• [Text]:
========
Applied Materials, Inc. (AMAT) stock looks vulnerable after posting an all-time high in March and could offer profitable short sales in the coming months. This is bad news for a chip sector that has lost its mojo in the summer of 2018, failing to join major indices at bull market highs. A trio of fierce headwinds is buffeting the underperforming group, which could be at the cusp of a multi-year downtrend.
The PHLX Semiconductor Index (SOX) turned lower after testing the 2000 internet bubble high in March and has failed to attract buying interest since that time, signaling a potential long-term top. Trade tensions have added fuel to the technical reversal, with semiconductors now showing up on international tariff lists. Making matters worse, chip demand and pricing may be at a cyclical peak, with profits and revenues set to decline in coming years.
Market players may believe that broad tech strength will limit sector downside, but this group has a well-documented history of trading independently for years at a time, ignoring major benchmarks. The fruitful period following the 2000 to 2002 bear market offers a perfect example, with the Nasdaq-100 rallying to a six-year high in 2007 while the SOX topped out in 2003 and traded sideways to lower for the next five years. (For a refresher on the sector, check out: Semiconductor.)
AMAT Long-Term Chart (1990 – 2018)
Applied Materials stock gained ground throughout the 1990s, splitting five times into April 2000 when it topped out at $57.50. It turned sharply lower with other tech stocks when the internet bubble burst, carving a multi-wave decline that came to rest near $10.00 in October 2002. A bounce into the fourth quarter of 2003 ended below the April 2002 swing high, continuing a string of lower highs that continued into the next decade.
The bottom fell out during the 2008 economic collapse, dropping the stock to a 10-year low in the single digits, while a recovery wave into 2011 stalled at the .618 Fibonacci sell-off retracement level. It mounted that barrier in 2013, generating a buying wave that mounted the 2007 high at $23 in 2014, ending the 13-year string of lower highs. Even so, the uptrend generated little upside, stalling in the mid-$20s in 2015.
========
• [Tasks to perform]:
(1) Using the article on Applied Materials stock, explain why strong tech stocks overall may not keep chip stocks from falling, in one to three sentences.
(2) Gather every line of the records that contains the string "tree", and note that case counts.

• [Recorded information]:
========
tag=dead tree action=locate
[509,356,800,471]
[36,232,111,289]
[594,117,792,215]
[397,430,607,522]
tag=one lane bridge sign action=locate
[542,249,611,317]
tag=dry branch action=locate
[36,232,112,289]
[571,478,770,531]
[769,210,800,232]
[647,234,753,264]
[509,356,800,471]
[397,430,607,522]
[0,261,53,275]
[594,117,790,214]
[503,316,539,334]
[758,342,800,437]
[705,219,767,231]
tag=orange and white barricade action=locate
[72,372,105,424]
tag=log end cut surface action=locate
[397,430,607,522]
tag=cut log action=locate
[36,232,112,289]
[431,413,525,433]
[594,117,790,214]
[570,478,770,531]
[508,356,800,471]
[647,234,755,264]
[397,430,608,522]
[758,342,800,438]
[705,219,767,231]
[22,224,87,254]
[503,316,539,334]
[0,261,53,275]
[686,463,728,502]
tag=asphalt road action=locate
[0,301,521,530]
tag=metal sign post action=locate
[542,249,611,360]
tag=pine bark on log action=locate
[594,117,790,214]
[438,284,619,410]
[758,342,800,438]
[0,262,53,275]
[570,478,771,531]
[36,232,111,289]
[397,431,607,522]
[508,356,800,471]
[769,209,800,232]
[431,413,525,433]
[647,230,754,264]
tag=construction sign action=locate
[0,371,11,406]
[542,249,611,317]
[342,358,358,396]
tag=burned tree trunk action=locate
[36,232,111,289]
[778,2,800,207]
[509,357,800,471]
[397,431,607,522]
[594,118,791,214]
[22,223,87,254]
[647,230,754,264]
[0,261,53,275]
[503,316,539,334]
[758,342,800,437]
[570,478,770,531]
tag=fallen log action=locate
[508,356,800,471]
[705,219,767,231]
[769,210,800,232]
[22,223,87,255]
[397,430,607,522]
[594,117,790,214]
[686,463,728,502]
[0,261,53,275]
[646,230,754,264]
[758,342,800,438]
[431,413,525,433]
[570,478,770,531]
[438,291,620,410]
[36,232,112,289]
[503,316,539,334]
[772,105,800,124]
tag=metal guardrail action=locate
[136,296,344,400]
========
• [The answers]:
(1) Chip stocks have a long record of moving on their own for years at a time, ignoring the major benchmarks. After the 2000 to 2002 bear market, the Nasdaq-100 climbed to a six-year high in 2007. The SOX peaked in 2003 and drifted sideways to lower for the next five years.

(2)
tag=dead tree action=locate
tag=burned tree trunk action=locate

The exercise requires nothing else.